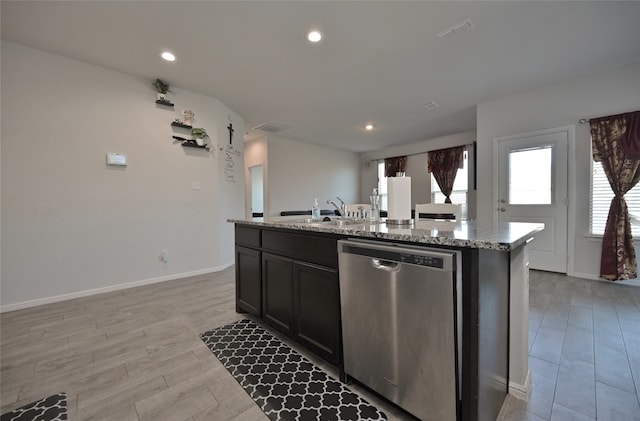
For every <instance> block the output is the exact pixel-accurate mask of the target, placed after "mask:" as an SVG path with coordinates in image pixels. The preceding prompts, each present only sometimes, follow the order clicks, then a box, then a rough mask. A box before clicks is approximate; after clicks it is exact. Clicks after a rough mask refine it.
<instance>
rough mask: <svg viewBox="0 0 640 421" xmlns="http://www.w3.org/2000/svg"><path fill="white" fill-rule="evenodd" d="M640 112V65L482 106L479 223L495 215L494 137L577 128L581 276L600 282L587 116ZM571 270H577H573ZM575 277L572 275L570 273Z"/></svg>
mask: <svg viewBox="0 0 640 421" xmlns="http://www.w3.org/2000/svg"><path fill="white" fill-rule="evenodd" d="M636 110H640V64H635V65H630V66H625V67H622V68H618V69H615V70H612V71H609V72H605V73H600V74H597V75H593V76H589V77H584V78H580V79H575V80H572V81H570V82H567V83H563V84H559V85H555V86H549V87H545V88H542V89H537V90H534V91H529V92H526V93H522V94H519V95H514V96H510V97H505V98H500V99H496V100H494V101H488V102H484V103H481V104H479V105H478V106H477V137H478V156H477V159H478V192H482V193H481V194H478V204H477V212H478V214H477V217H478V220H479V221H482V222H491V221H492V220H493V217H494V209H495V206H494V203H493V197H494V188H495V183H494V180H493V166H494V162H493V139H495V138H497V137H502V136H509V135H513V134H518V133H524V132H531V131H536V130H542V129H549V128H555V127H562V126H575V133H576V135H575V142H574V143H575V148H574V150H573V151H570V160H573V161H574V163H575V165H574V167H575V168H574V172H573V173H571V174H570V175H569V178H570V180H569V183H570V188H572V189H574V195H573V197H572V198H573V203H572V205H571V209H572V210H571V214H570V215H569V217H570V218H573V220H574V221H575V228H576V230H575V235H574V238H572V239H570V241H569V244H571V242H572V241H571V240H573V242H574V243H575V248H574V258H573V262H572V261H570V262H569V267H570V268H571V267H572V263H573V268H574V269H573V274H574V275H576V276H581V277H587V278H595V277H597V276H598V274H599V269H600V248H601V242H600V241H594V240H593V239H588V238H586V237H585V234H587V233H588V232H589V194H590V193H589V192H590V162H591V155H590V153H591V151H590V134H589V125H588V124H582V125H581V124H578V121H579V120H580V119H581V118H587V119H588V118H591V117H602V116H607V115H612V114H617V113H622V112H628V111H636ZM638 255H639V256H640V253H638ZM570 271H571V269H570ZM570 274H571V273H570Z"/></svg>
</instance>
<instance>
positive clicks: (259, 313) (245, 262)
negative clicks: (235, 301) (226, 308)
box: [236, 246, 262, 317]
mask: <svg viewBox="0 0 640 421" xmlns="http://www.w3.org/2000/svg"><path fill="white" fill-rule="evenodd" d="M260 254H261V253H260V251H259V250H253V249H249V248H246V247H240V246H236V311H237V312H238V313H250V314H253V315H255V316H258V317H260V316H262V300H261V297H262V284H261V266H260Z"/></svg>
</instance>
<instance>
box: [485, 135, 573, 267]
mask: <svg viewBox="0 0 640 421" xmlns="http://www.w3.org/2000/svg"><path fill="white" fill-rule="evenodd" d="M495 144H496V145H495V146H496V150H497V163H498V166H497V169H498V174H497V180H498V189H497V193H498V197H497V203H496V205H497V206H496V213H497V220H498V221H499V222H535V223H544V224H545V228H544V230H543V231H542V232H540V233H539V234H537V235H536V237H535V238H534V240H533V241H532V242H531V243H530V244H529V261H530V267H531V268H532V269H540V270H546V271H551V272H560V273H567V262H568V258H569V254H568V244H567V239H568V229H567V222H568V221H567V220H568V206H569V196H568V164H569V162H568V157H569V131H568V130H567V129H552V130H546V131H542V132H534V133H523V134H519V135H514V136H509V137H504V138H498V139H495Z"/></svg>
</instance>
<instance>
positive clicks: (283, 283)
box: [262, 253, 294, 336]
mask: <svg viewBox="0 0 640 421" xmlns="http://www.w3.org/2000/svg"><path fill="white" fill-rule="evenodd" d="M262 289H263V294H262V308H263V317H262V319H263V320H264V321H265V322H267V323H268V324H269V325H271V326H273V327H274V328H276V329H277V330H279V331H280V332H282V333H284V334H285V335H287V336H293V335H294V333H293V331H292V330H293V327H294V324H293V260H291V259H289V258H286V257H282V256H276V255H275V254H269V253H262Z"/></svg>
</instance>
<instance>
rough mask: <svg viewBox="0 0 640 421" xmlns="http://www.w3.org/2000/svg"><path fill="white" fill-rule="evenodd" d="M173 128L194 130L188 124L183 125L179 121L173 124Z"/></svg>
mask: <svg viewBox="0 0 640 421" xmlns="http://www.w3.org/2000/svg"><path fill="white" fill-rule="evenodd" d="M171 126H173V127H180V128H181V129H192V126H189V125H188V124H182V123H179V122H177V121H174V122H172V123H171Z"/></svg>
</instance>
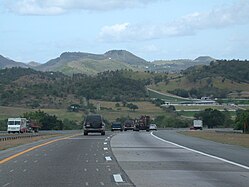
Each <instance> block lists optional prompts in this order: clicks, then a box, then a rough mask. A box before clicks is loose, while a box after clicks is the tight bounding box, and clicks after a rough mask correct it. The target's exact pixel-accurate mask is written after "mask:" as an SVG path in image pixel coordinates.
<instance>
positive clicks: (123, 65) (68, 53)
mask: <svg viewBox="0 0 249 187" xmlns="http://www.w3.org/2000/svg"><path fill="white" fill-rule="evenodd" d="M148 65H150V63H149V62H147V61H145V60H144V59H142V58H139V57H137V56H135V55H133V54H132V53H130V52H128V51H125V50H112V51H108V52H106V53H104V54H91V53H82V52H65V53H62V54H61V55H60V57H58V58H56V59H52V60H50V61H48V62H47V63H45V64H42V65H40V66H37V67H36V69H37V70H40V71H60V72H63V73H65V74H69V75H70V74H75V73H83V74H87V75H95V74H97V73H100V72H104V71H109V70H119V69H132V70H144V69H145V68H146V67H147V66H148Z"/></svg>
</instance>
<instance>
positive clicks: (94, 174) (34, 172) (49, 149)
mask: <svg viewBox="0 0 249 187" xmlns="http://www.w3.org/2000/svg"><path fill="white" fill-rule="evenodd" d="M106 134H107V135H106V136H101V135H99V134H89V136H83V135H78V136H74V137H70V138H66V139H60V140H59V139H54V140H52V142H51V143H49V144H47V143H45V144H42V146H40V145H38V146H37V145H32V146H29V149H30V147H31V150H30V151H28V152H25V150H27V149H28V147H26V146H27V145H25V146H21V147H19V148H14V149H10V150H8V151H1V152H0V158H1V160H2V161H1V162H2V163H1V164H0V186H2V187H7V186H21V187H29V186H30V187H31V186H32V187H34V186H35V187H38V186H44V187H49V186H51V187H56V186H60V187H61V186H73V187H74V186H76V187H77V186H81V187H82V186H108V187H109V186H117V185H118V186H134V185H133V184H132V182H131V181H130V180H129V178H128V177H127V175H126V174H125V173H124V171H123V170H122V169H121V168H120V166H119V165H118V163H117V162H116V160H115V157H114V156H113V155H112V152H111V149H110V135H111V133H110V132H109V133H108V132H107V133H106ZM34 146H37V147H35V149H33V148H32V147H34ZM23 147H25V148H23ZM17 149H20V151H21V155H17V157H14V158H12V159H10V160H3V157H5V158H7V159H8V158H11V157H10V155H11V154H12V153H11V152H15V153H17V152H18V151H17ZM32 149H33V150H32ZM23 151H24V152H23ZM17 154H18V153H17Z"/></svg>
####
**WORK TASK**: Reproduce the listing above with every "positive clicks" changed to "foreground clicks" and nothing else altered, leaving out the pictures.

**THE ANSWER**:
For every <instance> block the output is the exact pixel-accurate mask of the target, placed after "mask:" as an SVG path with coordinates in image pixels. The preceding prompts, each present only sometimes, follow the order clicks, then a box, then a rough mask. A box before clicks is approximate; after clicks it is exact. Clicks after a rough mask refine it.
<instance>
rough mask: <svg viewBox="0 0 640 421" xmlns="http://www.w3.org/2000/svg"><path fill="white" fill-rule="evenodd" d="M640 112V65L482 106L479 223L495 215L494 137L577 128L581 276L600 282L587 116ZM571 270H577H573ZM575 277L572 275L570 273Z"/></svg>
mask: <svg viewBox="0 0 640 421" xmlns="http://www.w3.org/2000/svg"><path fill="white" fill-rule="evenodd" d="M636 110H640V64H635V65H630V66H625V67H622V68H618V69H615V70H612V71H609V72H605V73H600V74H597V75H593V76H589V77H584V78H580V79H575V80H572V81H570V82H567V83H563V84H559V85H555V86H549V87H545V88H542V89H537V90H534V91H529V92H526V93H522V94H519V95H514V96H510V97H505V98H500V99H496V100H494V101H488V102H484V103H481V104H479V105H478V106H477V137H478V156H477V159H478V192H482V193H481V194H478V204H477V212H478V214H477V217H478V220H479V221H482V222H491V221H492V220H493V217H494V209H495V206H494V203H493V197H494V188H495V183H494V180H493V166H494V162H493V139H495V138H497V137H502V136H509V135H513V134H518V133H524V132H531V131H536V130H542V129H549V128H555V127H562V126H575V133H576V135H575V142H574V143H575V148H574V150H573V151H570V160H573V161H574V163H575V165H574V167H575V168H574V172H573V173H571V174H570V175H569V178H570V180H569V183H570V188H572V189H574V195H573V197H572V198H573V203H572V205H571V209H572V210H571V214H570V215H569V217H570V218H573V220H574V221H575V228H576V230H575V235H574V238H572V239H570V241H569V244H571V242H572V241H571V240H573V242H574V243H575V248H574V258H573V262H572V261H570V262H569V267H570V268H571V267H572V263H573V268H574V269H573V274H574V275H576V276H581V277H587V278H595V277H597V276H598V274H599V269H600V248H601V242H600V241H594V240H593V239H588V238H586V237H585V234H587V233H588V232H589V194H590V193H589V192H590V162H591V155H590V153H591V151H590V134H589V125H588V124H582V125H581V124H578V121H579V120H580V119H581V118H587V119H588V118H591V117H602V116H607V115H612V114H617V113H622V112H628V111H636ZM638 255H639V256H640V253H638ZM570 271H571V269H570ZM570 274H571V273H570Z"/></svg>
</instance>
<instance>
foreground clicks: (259, 313) (245, 262)
negative clicks: (235, 301) (226, 308)
box: [236, 246, 262, 317]
mask: <svg viewBox="0 0 640 421" xmlns="http://www.w3.org/2000/svg"><path fill="white" fill-rule="evenodd" d="M260 254H261V253H260V251H259V250H253V249H249V248H246V247H240V246H236V311H237V312H238V313H250V314H253V315H255V316H258V317H260V316H262V300H261V297H262V284H261V266H260Z"/></svg>
</instance>
<instance>
box: [485, 135, 573, 267]
mask: <svg viewBox="0 0 640 421" xmlns="http://www.w3.org/2000/svg"><path fill="white" fill-rule="evenodd" d="M495 144H496V145H495V146H496V150H497V163H498V166H497V169H498V174H497V180H498V189H497V193H498V197H497V203H496V205H497V206H496V213H497V220H498V221H499V222H535V223H544V224H545V228H544V230H543V231H542V232H540V233H539V234H537V235H536V237H535V238H534V240H533V241H532V242H531V243H530V244H529V261H530V267H531V268H532V269H540V270H546V271H551V272H560V273H567V262H568V258H569V254H568V244H567V239H568V229H567V222H568V221H567V220H568V206H569V196H568V164H569V162H568V157H569V131H568V130H567V129H552V130H546V131H542V132H534V133H523V134H519V135H514V136H509V137H504V138H498V139H495Z"/></svg>
</instance>
<instance>
foreground clicks: (283, 283)
box: [262, 253, 294, 336]
mask: <svg viewBox="0 0 640 421" xmlns="http://www.w3.org/2000/svg"><path fill="white" fill-rule="evenodd" d="M262 289H263V294H262V308H263V317H262V319H263V320H264V321H265V322H267V323H268V324H269V325H271V326H273V327H274V328H276V329H277V330H279V331H280V332H282V333H284V334H285V335H287V336H293V335H294V333H293V331H292V330H293V327H294V324H293V260H291V259H289V258H286V257H282V256H276V255H275V254H269V253H262Z"/></svg>
</instance>
<instance>
rough mask: <svg viewBox="0 0 640 421" xmlns="http://www.w3.org/2000/svg"><path fill="white" fill-rule="evenodd" d="M173 128L194 130L188 124L183 125L179 121L173 124Z"/></svg>
mask: <svg viewBox="0 0 640 421" xmlns="http://www.w3.org/2000/svg"><path fill="white" fill-rule="evenodd" d="M171 126H173V127H180V128H181V129H192V126H189V125H188V124H182V123H179V122H177V121H174V122H172V123H171Z"/></svg>
</instance>
Each <instance> block lists optional prompts in this order: clicks, then a box, then a rough mask. A box before clicks is loose, while a box after clicks is the tight bounding box, and clicks after a rough mask correct it. The target's exact pixel-accurate mask is written after "mask:" as an SVG path in image pixel coordinates.
<instance>
foreground clicks: (123, 65) (68, 53)
mask: <svg viewBox="0 0 249 187" xmlns="http://www.w3.org/2000/svg"><path fill="white" fill-rule="evenodd" d="M148 65H150V63H149V62H147V61H145V60H144V59H142V58H139V57H137V56H135V55H133V54H132V53H130V52H128V51H125V50H112V51H108V52H106V53H104V54H91V53H82V52H65V53H62V54H61V55H60V57H58V58H56V59H52V60H50V61H48V62H47V63H45V64H42V65H40V66H37V67H36V69H37V70H40V71H60V72H63V73H65V74H69V75H70V74H75V73H83V74H87V75H95V74H97V73H100V72H104V71H109V70H119V69H132V70H144V69H145V68H146V67H147V66H148Z"/></svg>
</instance>
<instance>
foreground clicks: (94, 174) (34, 172) (49, 149)
mask: <svg viewBox="0 0 249 187" xmlns="http://www.w3.org/2000/svg"><path fill="white" fill-rule="evenodd" d="M106 134H107V135H106V136H101V135H99V134H89V136H83V135H78V136H74V137H70V138H66V139H60V140H59V139H54V140H52V142H51V143H49V144H47V143H45V144H42V146H40V145H38V146H37V145H32V146H29V149H30V147H31V150H30V151H28V152H25V150H27V149H28V147H26V146H27V145H25V146H21V147H19V148H14V149H10V150H8V151H1V152H0V158H1V160H2V161H1V162H2V163H1V164H0V186H2V187H7V186H21V187H29V186H30V187H31V186H32V187H34V186H35V187H38V186H44V187H49V186H51V187H56V186H60V187H61V186H73V187H74V186H76V187H77V186H81V187H82V186H108V187H109V186H117V185H118V186H134V185H133V184H132V182H131V181H130V180H129V178H128V177H127V175H126V174H125V173H124V171H123V170H122V169H121V168H120V166H119V165H118V163H117V162H116V160H115V157H114V156H113V155H112V152H111V149H110V135H111V133H110V132H109V133H108V132H107V133H106ZM34 146H37V147H35V149H33V148H32V147H34ZM23 147H25V148H23ZM17 149H20V151H21V155H17V157H14V158H12V159H10V160H3V157H5V158H7V159H8V158H11V157H10V155H11V154H12V153H11V152H15V153H17V152H18V151H17ZM32 149H33V150H32ZM23 151H24V152H23ZM17 154H18V153H17Z"/></svg>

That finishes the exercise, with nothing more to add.